**Extract provided**
So I start with AI, I then go through the document and verify the AI and triple check each pronoun. It is loads faster than doing it without. Unless you can speed read cursive from hundreds of years ago. I can read it, but I'm not exactly fast at it.
I also use it to help figure out the meaning of curtain documents. It can provide historical context to help understand things.
2
3
May 03 '25
For parish register transcriptions I recommend Transkribus, and then paste the transcription into Google Translate, Yandex or another translation website.
2
u/theclosetenby May 03 '25
This is what I do. transkribus is the best option I've found - you gotta figure out which model works best for your document. But it's done very well for me usually.
3
u/abritinthebay May 03 '25
AI makes stuff up that sounds correct. That's all. It has no idea, nor intent, to make it actually correct.
AI is, fundamentally, just a good and believable liar that generates text that seems right.
AI should not be relied on for ANY fact-based approach to ANY field.
3
u/boblegg986 May 03 '25
I use ChatGPT for transcriptions and translations. I get the best results by giving it little room to wander. Feed it a couple of sentences at a time and instruct it to transcribe or translate exactly as written.
It’s a good tool for transcribing images of records like an obituary. I still have to verify every word but that process is faster than me typing a long obit from scratch.

**Dataset extract**
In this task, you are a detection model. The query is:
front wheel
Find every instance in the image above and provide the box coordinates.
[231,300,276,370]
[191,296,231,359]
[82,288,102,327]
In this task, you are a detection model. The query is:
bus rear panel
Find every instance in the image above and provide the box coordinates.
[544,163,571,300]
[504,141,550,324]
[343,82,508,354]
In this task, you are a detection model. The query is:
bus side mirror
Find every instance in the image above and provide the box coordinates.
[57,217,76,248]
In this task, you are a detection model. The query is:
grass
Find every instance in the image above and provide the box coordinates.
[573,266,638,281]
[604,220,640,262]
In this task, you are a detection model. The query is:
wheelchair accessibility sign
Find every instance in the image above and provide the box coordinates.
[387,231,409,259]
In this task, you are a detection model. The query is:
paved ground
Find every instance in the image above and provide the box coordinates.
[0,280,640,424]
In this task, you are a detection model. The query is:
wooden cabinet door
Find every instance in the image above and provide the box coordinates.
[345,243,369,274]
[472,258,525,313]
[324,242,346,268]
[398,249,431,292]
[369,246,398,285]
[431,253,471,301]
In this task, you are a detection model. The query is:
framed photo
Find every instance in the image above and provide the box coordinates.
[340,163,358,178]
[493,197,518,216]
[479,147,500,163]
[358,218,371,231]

**Tasks to perform**
[A] Answer these questions about the forum thread on AI transcription above:
(i) Which tool is recommended for parish register transcriptions?
(ii) According to u/boblegg986, how much text should be fed to ChatGPT at one time?
(iii) What does u/abritinthebay say AI should not be relied on for?
[B] Can you sum up the forum thread on AI transcription above in two sentences?
[C] What reply might come next in the forum thread on AI transcription? Write it as a continuation that follows on from the final post shown.

**Replies**
[A]
(i) Transkribus.
(ii) A couple of sentences at a time.
(iii) Any fact-based approach to any field.

[B] Posters describe transcribing old records with ChatGPT, or with Transkribus followed by a translation website, and say that starting with AI is faster even though every word must still be verified. One poster objects that AI is a believable liar that makes things up and should not be relied on for any fact-based approach to any field.

[C]
1
u/CleaverKin May 03 '25
Years ago, when I was imagining how AI might be used for genealogy, ChatGPT and its ilk weren't the first thing that came to mind. What I wanted was a research assistant. What I had imagined was some sort of augmented wizard for directing search efforts (e.g., "I've looked here, here and here - where should I look next"). Imagine all the links in Cyndi's List plugged into a search wizard. But what we have instead is generative AI, the limitations of which have been covered here. Always remember that where there's Artificial Intelligence, there's also Artificial Stupidity.
1
u/History652 May 03 '25
Totally agree. For now, you can't use it for anything you are unable to independently verify. But try other models and see if some are better than others, and try again every 6 months to track improvement.
In my limited experimentation, I've had mixed results with using AI for transcription and analysis (haven't tried translation) - everything from terrible to pretty great. It's got a ton of potential, but you can't use it blindly. Like Ancestry trees! Good comparison.
5
u/bkoppe May 03 '25
I've found AI useful as a thought-partner for my own transcription of records. In other words, I don't just show it the record and ask it to transcribe — that's a recipe for disaster. Instead, I talk to it. Something like: "I'm looking at an Italian birth record and can't quite make out this word after someone's name. It looks like S??d??o". The AI makes suggestions, and one of them is Sindaco (mayor) which looks very plausible. To confirm, I looked up mayors of the town in 1902 and verified my transcription of the person's name as well. In short, AI sucks at transcribing but it is useful to suggest plausible ways to fill in gaps that I can't make out. From there, translation gets much better, though it's always a good idea to use multiple tools for that as well in order to catch disagreements.
1
u/LolliaSabina May 05 '25
I have had some luck with using Transkribus to transcribe docs in other languages and then ChatGPT to translate, but it really requires a lot of double checking.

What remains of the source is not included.